## [Short task A]
Which two performers does the halftime show essay name?
## [Short task B]
Render every line of the records below as a JSON list of strings, one string per line, with blank lines omitted.

======== Source excerpt

Is the Halftime Show a Big Deal?

“Oh, c’moooooon,” says the skeptic. “It’s not a big deal.”

How sure of that are you? How can you possibly watch that without feeling unsettled and disturbed? The first problem is with those women and what we’ve done to them. We pumped them so full of fame and praise and money and license that they are willing, comfortable, and pleased to strip off their clothes and shake their bodies at a camera being broadcast to millions and millions of unknown people. You can see in their eyes that they think they are amazing, stunning, and powerful. They think they are untouchable and completely in control. It’s hard to feel pity for women so saturated with vanity and pride.

Even more concerning than the problem of the women themselves is the problem of what their performance suggests about our society as a whole. Jennifer Lopez and Shakira got there for a reason: because we have democratically asked for them. The market demands them. We listen to their music, watch their shows, and keep them firmly fixed in the public eye. What sort of society elevates these women and this “art” as heroic, important, and worthwhile. What sort of examples are we holding up to our children? What does it say about us, our country, and our culture when two women, performing for us all, choose to do what they chose to do? What a strange paradox we have! Somehow we have rendered sex meaningless by allowing it anywhere and everywhere and between anyone. At the same time, however, we’ve crowned it the king of our lives, the final end, the best thing we can achieve and dedicate our time to pursuing. It is meaningless, but it is the meaning of life, and yet we wonder why our children think life is meaningless. We wonder why people shoot up schools. We wonder why they commit suicide. We wonder why they are so depressed.

“Oh, cmon,” says the skeptic. “It’s just entertainment.”

================
======== Entries provided

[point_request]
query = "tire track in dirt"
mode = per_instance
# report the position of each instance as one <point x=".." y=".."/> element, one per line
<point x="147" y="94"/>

================

## [Complete output A]
Jennifer Lopez and Shakira.

## [Complete output B]
[
  "[point_request]",
  "query = \"tire track in dirt\"",
  "mode = per_instance",
  "# report the position of each instance as one <point x=\"..\" y=\"..\"/> element, one per line",
  "<point x=\"147\" y=\"94\"/>"
]